*Activity*:
The entries below must be restated word for word.

───── Excerpted records ─────

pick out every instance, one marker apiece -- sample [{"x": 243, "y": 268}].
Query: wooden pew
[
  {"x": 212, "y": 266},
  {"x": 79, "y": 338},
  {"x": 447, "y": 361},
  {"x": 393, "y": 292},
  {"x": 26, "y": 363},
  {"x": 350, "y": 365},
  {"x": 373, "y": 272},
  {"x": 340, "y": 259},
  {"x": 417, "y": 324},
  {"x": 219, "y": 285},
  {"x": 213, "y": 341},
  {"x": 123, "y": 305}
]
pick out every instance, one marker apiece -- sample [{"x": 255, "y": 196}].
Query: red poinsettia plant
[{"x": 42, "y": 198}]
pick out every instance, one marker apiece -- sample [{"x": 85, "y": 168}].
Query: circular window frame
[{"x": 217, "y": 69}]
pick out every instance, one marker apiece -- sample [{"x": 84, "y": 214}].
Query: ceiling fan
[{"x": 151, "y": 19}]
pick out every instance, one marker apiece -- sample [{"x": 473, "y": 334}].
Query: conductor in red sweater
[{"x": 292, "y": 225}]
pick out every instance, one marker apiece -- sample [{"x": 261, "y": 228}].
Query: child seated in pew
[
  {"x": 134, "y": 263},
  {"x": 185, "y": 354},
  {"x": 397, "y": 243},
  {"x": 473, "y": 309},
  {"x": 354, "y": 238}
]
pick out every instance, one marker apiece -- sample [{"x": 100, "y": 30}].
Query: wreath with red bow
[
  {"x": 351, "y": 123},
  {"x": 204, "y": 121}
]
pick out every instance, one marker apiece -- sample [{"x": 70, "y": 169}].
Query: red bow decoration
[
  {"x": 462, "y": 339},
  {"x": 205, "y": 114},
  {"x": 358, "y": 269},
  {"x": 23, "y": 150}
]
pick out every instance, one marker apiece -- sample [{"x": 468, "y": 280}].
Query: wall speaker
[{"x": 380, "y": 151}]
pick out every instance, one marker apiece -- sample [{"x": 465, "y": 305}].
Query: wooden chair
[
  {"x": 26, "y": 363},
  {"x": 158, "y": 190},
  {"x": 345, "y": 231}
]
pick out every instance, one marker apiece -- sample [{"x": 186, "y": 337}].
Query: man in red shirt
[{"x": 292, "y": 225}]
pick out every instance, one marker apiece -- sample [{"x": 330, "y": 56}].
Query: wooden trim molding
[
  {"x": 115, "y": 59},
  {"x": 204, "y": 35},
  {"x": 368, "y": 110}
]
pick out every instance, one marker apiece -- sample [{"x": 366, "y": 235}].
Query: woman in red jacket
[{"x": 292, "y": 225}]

─────

*Reply*:
pick out every instance, one marker apiece -- sample [{"x": 243, "y": 268}].
Query: wooden pew
[
  {"x": 212, "y": 266},
  {"x": 79, "y": 338},
  {"x": 447, "y": 361},
  {"x": 393, "y": 292},
  {"x": 26, "y": 363},
  {"x": 350, "y": 365},
  {"x": 373, "y": 272},
  {"x": 340, "y": 259},
  {"x": 417, "y": 324},
  {"x": 219, "y": 285},
  {"x": 213, "y": 341},
  {"x": 123, "y": 305}
]
pick out every instance, one marker apiece -- sample [{"x": 255, "y": 196}].
Query: red poinsettia plant
[{"x": 42, "y": 198}]
pick out every instance, one marker apiece -- sample [{"x": 85, "y": 168}].
Query: circular window frame
[{"x": 217, "y": 69}]
pick out every instance, one marker apiece -- sample [{"x": 84, "y": 214}].
Query: ceiling fan
[{"x": 151, "y": 19}]
pick out every instance, one marker apiece -- sample [{"x": 473, "y": 334}].
Query: conductor in red sweater
[{"x": 292, "y": 225}]
pick out every instance, one marker apiece -- sample [{"x": 261, "y": 228}].
Query: child seated in pew
[
  {"x": 134, "y": 263},
  {"x": 185, "y": 354},
  {"x": 397, "y": 243},
  {"x": 473, "y": 309},
  {"x": 354, "y": 238}
]
pick out every instance, one marker apiece -- sample [{"x": 100, "y": 30}].
Query: wreath with red bow
[
  {"x": 351, "y": 123},
  {"x": 204, "y": 121}
]
pick out every instance, one marker apiece -- sample [{"x": 70, "y": 169}].
Query: red bow decoration
[
  {"x": 462, "y": 339},
  {"x": 205, "y": 114},
  {"x": 358, "y": 269},
  {"x": 23, "y": 150}
]
pick out every instance, one marker apiece -- sample [{"x": 468, "y": 280}].
Query: wall speaker
[{"x": 380, "y": 151}]
pick out every instance, one marker apiece -- sample [{"x": 465, "y": 305}].
Query: wooden chair
[
  {"x": 26, "y": 363},
  {"x": 158, "y": 190},
  {"x": 345, "y": 231}
]
pick out every instance, one marker apiece -- sample [{"x": 186, "y": 337}].
Query: man in red shirt
[{"x": 292, "y": 225}]
pick out every instance, one marker apiece -- sample [{"x": 330, "y": 56}].
Query: wooden trim molding
[
  {"x": 115, "y": 59},
  {"x": 204, "y": 35},
  {"x": 368, "y": 110}
]
pick out every instance, one marker apiece -- sample [{"x": 366, "y": 235}].
Query: woman in red jacket
[{"x": 292, "y": 225}]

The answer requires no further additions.